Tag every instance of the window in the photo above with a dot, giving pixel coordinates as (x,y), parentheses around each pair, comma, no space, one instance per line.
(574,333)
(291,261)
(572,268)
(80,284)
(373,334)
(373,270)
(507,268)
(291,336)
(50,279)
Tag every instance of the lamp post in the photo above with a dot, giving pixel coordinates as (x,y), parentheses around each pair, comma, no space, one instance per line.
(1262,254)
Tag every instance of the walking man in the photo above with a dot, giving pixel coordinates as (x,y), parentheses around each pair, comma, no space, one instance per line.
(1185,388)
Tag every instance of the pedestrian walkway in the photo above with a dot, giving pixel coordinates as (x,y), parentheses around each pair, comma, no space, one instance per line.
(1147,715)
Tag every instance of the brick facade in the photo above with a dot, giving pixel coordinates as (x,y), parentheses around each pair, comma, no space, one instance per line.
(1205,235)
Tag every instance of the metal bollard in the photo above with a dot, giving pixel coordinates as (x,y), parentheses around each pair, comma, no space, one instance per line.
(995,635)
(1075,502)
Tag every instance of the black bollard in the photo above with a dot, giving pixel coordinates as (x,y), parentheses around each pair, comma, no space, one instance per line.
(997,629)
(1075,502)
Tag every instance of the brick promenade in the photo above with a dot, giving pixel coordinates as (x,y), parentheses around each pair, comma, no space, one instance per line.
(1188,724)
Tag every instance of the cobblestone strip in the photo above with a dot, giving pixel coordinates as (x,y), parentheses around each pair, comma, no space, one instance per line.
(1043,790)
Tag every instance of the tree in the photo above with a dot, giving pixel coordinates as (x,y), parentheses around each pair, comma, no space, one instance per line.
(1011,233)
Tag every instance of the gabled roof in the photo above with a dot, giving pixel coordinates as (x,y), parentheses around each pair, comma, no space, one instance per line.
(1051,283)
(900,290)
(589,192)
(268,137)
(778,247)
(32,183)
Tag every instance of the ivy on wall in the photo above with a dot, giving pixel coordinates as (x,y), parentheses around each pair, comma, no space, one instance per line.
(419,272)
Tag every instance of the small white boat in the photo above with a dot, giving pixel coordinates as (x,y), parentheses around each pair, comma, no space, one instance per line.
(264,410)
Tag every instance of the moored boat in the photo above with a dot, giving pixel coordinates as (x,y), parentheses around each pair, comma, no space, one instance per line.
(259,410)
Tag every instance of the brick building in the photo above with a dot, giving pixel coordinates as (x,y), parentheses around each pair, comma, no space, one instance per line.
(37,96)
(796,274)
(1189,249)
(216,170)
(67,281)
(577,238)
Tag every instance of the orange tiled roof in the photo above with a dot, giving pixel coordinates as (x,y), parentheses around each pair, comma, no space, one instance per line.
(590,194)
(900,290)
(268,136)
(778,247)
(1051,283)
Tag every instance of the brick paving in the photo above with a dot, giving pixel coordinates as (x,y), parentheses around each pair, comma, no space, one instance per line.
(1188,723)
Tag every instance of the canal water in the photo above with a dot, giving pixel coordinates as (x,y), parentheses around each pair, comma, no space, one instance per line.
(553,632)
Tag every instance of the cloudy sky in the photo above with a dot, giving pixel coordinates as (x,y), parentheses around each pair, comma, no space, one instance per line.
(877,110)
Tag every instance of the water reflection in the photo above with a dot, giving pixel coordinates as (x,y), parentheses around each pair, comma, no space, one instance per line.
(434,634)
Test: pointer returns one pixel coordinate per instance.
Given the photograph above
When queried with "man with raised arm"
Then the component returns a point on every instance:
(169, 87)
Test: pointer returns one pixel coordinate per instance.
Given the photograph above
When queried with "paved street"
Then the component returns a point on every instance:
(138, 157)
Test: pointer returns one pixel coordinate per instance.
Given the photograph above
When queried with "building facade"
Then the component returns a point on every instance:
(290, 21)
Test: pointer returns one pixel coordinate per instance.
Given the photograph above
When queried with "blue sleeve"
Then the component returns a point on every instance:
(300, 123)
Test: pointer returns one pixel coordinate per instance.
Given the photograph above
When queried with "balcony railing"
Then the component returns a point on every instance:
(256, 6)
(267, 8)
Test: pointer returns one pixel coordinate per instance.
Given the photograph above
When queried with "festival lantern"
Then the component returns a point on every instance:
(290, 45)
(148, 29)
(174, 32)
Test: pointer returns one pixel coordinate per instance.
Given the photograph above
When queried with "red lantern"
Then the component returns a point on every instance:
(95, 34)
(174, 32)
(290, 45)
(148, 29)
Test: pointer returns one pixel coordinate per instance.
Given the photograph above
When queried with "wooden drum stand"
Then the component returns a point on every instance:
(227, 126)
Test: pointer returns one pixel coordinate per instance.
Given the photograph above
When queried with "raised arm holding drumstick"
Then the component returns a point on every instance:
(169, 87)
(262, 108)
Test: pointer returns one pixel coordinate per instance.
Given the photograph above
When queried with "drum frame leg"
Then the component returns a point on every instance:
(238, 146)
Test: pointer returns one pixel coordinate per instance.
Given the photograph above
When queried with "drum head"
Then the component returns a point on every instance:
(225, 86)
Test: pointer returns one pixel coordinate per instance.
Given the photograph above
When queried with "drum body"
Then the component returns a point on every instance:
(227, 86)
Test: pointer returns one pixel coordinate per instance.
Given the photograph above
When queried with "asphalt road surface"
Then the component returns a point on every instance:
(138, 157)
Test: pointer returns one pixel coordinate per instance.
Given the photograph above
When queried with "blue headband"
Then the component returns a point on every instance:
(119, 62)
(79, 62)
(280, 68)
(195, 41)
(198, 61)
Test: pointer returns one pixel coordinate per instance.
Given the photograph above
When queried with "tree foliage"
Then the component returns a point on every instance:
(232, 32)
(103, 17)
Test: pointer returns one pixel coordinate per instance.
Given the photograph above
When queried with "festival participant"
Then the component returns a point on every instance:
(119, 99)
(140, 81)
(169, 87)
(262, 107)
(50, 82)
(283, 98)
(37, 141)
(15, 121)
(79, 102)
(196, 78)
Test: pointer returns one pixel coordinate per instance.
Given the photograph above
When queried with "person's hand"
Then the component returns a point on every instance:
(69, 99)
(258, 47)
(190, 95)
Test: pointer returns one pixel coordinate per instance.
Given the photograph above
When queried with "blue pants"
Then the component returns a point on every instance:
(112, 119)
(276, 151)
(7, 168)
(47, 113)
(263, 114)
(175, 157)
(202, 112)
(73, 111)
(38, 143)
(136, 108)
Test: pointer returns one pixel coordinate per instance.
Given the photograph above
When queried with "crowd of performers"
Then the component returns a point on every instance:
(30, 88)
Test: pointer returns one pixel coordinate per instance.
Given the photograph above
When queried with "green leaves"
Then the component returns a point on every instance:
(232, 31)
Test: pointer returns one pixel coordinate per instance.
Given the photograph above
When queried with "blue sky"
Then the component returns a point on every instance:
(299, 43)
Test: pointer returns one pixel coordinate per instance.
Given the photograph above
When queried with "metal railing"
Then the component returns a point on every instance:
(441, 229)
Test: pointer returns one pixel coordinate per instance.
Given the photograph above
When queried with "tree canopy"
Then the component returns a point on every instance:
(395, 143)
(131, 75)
+===+
Print all of the entries again, exactly as written.

TASK RESULT —
Tag every instance of the window in the photo above with a dot, giving pixel coordinates as (x,y), parentheses around each pair, comma, no space, one instance per line.
(574,333)
(291,261)
(572,268)
(80,284)
(373,334)
(373,270)
(507,268)
(291,336)
(50,279)
Tag every instance of the lamp post in the photo above with a dot, giving pixel coordinates as (x,y), parentheses around each pair, comma, no space, one instance per line.
(1262,254)
Tag every instance of the walking man in the photo above with a dot, giving pixel coordinates as (x,y), parentheses around each pair, comma, no space, one instance per line.
(1185,388)
Tag every instance of the pedestrian walkway in the photo above with a dot, giving pixel coordinates as (x,y), parentheses around each pair, comma, no space, one instance per line.
(1147,715)
Tag every instance of the brick facade in the photo above with a dot, giving pixel coordinates as (x,y), parentheses around each pair, comma, no space, one instance per line.
(1205,235)
Tag every instance of the metal bollard in the photo above with a dot, giving pixel coordinates as (x,y), parentheses around each pair, comma, no space, one instance per line.
(995,635)
(1075,502)
Tag every instance of the black bollard in the photo above with a dot, giving pixel coordinates as (x,y), parentheses around each pair, comma, no space, one instance per line.
(997,629)
(1075,502)
Tag every instance of the brick promenade in the photo above with a dot, giving pixel coordinates as (x,y), parentheses around each pair, comma, no space, one instance per line.
(1188,724)
Tag every instance of the cobblestone strip in the photo above with a dot, giving pixel coordinates as (x,y), parentheses around each pair, comma, no space, one instance per line.
(1043,790)
Tag every instance of the tree in the photo above with a dot, giving pixel coordinates as (x,y), parentheses around each pair, comma, no space, one instance per line.
(1011,233)
Tag every instance of the gabled roof in the photo above with a dot, giving pixel coordinates as (x,y), parentheses around each pair, comma, no space, one instance per line.
(1051,283)
(900,290)
(589,192)
(268,137)
(778,247)
(32,183)
Tag every instance of the ivy on wall in the photo above with a dot, giving pixel coordinates as (x,y), parentheses around each pair, comma, no space, one instance per line.
(419,272)
Tag every instance of the small white boat in the photo above with a dot, giving pixel coordinates as (x,y), parentheses around each pair, comma, no space, one instance per line.
(264,410)
Tag every instance of the moored boat in the photo above with a dot, giving pixel coordinates as (x,y), parentheses around each pair, comma, no space, one instance per line.
(259,410)
Tag every instance of the brick building in the photo above with a dot, giving pixel coordinates as (x,y), parentheses around each pair, comma, no space, one instance per line.
(37,96)
(796,274)
(1189,249)
(216,170)
(67,281)
(577,238)
Tag every instance of the orange tiled roof in the photo above with a dot, giving pixel coordinates as (x,y), parentheses around each pair, comma, no space, one instance per line.
(590,194)
(900,290)
(268,136)
(778,247)
(1051,283)
Tag every instance of the brick paving in the photo above with a dot, giving pixel coordinates as (x,y), parentheses around each pair, comma, no space, one instance per line.
(1188,723)
Tag every instance of the canal water in the photo above with a dot, giving pixel coordinates as (x,y), parentheses around each pair, comma, no space, one instance per line.
(553,632)
Tag every instance of the cloudy sky in the photo above with a dot, giving pixel coordinates as (x,y), parentheses around each pair, comma, no space, one instance per line.
(877,110)
Tag every instance of the water reflection in the photo above with a dot, giving pixel coordinates as (x,y), parentheses around each pair, comma, no space, one instance per line.
(434,634)
Test: pointer returns one pixel coordinate per instance.
Given the photograph above
When queried with "man with raised arm"
Then the component returns a point on every instance:
(169, 87)
Test: pointer returns one pixel coordinate per instance.
Given the photograph above
When queried with "paved street"
Then the component returns a point on every instance:
(138, 157)
Test: pointer returns one pixel coordinate per instance.
Given the photograph above
When queried with "building facade"
Then the component returns a point on every instance:
(290, 21)
Test: pointer returns one pixel coordinate per instance.
Given the photograph above
When queried with "blue sleeve"
Then the component returns a point on every instance:
(300, 123)
Test: pointer returns one pixel coordinate per instance.
Given the photograph above
When queried with "balcony railing"
Then the component returns a point on every instance:
(256, 6)
(267, 8)
Test: pointer returns one pixel coordinate per instance.
Given the photograph above
When queried with "festival lantern"
Then the component returns a point on every instance:
(290, 45)
(148, 29)
(174, 32)
Test: pointer returns one pixel coordinate per instance.
Given the photograph above
When queried with "red lantern"
Then the component returns a point on every instance:
(95, 34)
(174, 32)
(290, 45)
(148, 29)
Test: pointer returns one pixel coordinate per instance.
Given the photograph above
When queried with "wooden drum stand"
Then the component returns a point on every instance:
(227, 126)
Test: pointer returns one pixel coordinate per instance.
Given the photograph above
When queried with "raised arm holding drumstick"
Then the component returns a point on every instance:
(169, 87)
(262, 108)
Test: pointer returns one pixel coordinate per instance.
Given the photograph above
When queried with "drum frame leg"
Then the component returns a point on every instance:
(238, 146)
Test: pointer returns one pixel coordinate per instance.
Given the photograph above
When queried with "drum head"
Then the component returns a point on every instance:
(225, 86)
Test: pointer returns one pixel coordinate per instance.
Given the photograph above
When queried with "drum body"
Then the component returns a point on every instance:
(227, 86)
Test: pointer returns one pixel coordinate per instance.
Given the photograph above
When queried with "asphalt road surface"
Then the component returns a point on every instance:
(138, 157)
Test: pointer returns one pixel coordinate per instance.
Given the photograph above
When queried with "blue headband"
Then the component returns a point on every instance:
(119, 62)
(79, 62)
(280, 68)
(195, 41)
(198, 61)
Test: pointer returns one pixel coordinate per instance.
Given the photograph above
When queried with "tree foliage"
Then the component returns a point on every instance:
(232, 32)
(103, 17)
Test: pointer returns one pixel coordinate per instance.
Given the photograph above
When queried with "festival participant"
Then the component returns a point on every instance:
(119, 99)
(140, 81)
(169, 87)
(262, 107)
(50, 82)
(283, 98)
(37, 141)
(15, 121)
(79, 102)
(196, 78)
Test: pointer returns one pixel coordinate per instance.
Given the photograph above
When queried with "person's hand"
Then the component returns a point on every instance:
(69, 99)
(258, 47)
(190, 95)
Test: pointer returns one pixel coordinate per instance.
Given the photograph above
When queried with "blue pants"
Then the component returns a point on every instance:
(112, 119)
(276, 151)
(7, 168)
(47, 113)
(263, 114)
(175, 157)
(202, 112)
(73, 111)
(38, 143)
(136, 108)
Test: pointer returns one pixel coordinate per instance.
Given the photograph above
When queried with "crowd of performers"
Then the component returns a point on every instance:
(30, 88)
Test: pointer returns one pixel coordinate per instance.
Given the photograph above
When queried with "green leaves"
Then the component returns a point on every instance:
(232, 31)
Test: pointer returns one pixel coordinate per instance.
Given the photograph above
When queried with "blue sky"
Then the component returns a point on every instance:
(299, 43)
Test: pointer returns one pixel coordinate per instance.
Given the photograph above
When queried with "metal railing"
Then the component returns a point on every instance:
(441, 229)
Test: pointer returns one pixel coordinate per instance.
Given the photograph above
When queried with "tree canopy"
Then the component returns a point on every instance:
(395, 143)
(131, 75)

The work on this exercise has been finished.